Re: API and terms: idle-time-out and heartbeat intervals.

Robbie Gemmell Wed, 28 Sep 2016 13:41:07 -0700

In case it was unclear I'm fine with it doing what it does here given
the spec wording, pessimistic was just a word choice (though I'd say
it fits the situation as well as conservative). I was mainly just
noting that as every time this comes up (this is at least the third
time I'd say I've had this discussion), essentially everyone notes
they dislike it sending twice as fast as it actually needs to if it is
proton/other-similarly-behaving-peer on the other end, then to avoid
quite as much chattyness it could be less conservative and run closer
than the current 50% of the peers advertised value.
++++++++
## [STATED TASK A]
Print the part of the heartbeat interval post starting at "In case it was" and ending at "peers advertised value.".
The heartbeat interval post and the records come from unrelated sources.

(Position annotation records)
++++++++
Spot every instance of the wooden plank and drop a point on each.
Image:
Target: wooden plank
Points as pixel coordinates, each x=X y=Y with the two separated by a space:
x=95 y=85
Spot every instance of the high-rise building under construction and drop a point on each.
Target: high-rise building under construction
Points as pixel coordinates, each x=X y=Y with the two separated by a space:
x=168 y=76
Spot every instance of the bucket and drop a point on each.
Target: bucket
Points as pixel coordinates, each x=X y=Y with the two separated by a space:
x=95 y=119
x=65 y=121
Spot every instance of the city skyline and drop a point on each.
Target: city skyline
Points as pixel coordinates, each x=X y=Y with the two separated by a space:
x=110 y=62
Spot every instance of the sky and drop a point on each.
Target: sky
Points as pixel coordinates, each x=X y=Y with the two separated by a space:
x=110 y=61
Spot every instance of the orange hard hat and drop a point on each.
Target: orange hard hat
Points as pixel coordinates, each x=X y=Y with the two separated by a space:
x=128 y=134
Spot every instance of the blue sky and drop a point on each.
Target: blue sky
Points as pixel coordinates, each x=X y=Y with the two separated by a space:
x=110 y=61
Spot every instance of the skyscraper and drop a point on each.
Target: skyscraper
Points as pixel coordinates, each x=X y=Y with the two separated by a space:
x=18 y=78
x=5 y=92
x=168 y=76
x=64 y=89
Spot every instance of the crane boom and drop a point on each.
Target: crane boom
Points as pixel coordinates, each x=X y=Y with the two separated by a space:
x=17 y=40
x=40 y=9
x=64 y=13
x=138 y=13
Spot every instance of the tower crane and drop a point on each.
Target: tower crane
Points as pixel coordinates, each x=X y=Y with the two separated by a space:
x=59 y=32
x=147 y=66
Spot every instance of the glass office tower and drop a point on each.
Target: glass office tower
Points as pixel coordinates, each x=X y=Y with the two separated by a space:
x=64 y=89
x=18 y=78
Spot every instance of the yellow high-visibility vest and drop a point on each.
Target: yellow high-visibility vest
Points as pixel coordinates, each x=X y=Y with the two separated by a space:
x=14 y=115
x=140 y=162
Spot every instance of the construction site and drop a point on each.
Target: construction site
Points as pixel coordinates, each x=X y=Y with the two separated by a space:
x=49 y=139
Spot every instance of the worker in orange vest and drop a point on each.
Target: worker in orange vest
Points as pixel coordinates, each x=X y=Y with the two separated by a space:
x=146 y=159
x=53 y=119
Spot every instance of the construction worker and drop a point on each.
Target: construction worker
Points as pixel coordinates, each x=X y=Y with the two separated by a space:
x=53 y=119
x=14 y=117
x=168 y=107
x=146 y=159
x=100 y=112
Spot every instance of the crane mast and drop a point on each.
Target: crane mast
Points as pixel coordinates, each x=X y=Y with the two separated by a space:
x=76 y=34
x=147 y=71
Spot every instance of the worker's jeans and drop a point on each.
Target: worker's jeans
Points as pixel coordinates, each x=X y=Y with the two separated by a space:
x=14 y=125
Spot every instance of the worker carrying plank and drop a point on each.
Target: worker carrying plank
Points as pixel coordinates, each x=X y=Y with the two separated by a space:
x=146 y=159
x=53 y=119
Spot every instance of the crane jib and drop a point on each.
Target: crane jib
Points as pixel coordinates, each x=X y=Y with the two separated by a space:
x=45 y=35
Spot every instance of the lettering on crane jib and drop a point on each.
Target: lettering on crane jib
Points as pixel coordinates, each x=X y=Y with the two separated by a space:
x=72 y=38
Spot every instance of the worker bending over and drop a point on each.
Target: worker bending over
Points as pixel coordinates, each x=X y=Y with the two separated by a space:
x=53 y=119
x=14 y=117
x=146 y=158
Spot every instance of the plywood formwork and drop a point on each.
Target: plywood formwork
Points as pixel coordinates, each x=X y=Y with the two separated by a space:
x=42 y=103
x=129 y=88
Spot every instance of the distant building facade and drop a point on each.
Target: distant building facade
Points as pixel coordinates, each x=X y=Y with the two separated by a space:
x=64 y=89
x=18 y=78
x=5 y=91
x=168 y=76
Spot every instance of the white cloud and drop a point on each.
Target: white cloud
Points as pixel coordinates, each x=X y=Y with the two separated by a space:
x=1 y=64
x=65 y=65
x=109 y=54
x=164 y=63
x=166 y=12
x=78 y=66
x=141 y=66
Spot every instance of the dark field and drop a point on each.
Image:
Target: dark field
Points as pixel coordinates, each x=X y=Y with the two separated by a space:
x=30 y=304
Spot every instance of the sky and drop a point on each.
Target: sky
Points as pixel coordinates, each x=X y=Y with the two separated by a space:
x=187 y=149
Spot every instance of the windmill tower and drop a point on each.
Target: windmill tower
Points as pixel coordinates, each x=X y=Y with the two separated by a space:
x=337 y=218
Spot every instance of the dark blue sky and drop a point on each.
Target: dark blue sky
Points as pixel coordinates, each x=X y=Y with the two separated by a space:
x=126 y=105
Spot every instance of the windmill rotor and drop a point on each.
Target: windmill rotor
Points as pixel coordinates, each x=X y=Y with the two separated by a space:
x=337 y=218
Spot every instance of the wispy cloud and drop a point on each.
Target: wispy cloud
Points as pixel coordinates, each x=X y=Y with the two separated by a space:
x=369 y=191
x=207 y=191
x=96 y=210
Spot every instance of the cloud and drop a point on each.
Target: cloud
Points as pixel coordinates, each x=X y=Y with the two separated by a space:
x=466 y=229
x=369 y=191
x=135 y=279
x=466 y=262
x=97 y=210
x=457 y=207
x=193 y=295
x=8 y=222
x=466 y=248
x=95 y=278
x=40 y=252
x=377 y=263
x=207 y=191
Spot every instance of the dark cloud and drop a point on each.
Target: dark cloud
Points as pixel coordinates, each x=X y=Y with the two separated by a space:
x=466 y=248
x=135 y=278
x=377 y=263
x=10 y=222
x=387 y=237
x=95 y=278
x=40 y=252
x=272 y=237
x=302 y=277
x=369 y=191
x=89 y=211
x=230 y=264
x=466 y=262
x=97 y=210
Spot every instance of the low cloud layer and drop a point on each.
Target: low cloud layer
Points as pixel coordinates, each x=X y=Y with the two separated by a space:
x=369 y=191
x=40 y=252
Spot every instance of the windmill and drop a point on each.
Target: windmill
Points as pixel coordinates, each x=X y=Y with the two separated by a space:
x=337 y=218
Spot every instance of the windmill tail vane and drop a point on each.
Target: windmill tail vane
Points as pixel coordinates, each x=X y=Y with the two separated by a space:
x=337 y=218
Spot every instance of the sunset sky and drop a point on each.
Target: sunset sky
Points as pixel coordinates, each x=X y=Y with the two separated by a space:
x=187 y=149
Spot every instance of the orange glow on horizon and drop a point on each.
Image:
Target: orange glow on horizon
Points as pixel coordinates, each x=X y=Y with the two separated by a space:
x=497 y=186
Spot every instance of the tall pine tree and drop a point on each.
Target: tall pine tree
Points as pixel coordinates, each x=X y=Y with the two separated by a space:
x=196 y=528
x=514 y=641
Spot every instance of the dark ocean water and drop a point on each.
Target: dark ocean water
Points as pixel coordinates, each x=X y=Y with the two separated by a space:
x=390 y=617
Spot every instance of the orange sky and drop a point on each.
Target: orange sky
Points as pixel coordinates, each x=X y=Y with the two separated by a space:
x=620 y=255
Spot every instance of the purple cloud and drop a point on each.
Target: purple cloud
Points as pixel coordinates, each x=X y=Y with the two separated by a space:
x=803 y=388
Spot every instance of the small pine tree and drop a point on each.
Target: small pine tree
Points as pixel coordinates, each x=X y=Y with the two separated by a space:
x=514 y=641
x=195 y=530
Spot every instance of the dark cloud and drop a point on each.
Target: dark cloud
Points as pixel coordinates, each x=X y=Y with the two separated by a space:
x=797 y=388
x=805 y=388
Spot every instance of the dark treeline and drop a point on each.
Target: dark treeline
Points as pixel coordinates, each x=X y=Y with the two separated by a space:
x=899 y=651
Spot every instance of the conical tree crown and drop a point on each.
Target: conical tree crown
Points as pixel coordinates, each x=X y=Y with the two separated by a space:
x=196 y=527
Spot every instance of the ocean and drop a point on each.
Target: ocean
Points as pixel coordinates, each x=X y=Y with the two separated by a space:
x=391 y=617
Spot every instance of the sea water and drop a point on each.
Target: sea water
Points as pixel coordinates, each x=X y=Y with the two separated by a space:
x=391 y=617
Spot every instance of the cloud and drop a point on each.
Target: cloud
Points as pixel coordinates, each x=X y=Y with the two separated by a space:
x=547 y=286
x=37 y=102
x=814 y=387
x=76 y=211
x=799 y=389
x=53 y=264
++++++++
## [STATED TASK B]
List each line of the records that contains the string "site", treating uppercase and lowercase as different.

## [TASK SOLUTION A]
In case it was unclear I'm fine with it doing what it does here given
the spec wording, pessimistic was just a word choice (though I'd say
it fits the situation as well as conservative). I was mainly just
noting that as every time this comes up (this is at least the third
time I'd say I've had this discussion), essentially everyone notes
they dislike it sending twice as fast as it actually needs to if it is
proton/other-similarly-behaving-peer on the other end, then to avoid
quite as much chattyness it could be less conservative and run closer
than the current 50% of the peers advertised value.

## [TASK SOLUTION B]
Spot every instance of the construction site and drop a point on each.
Target: construction site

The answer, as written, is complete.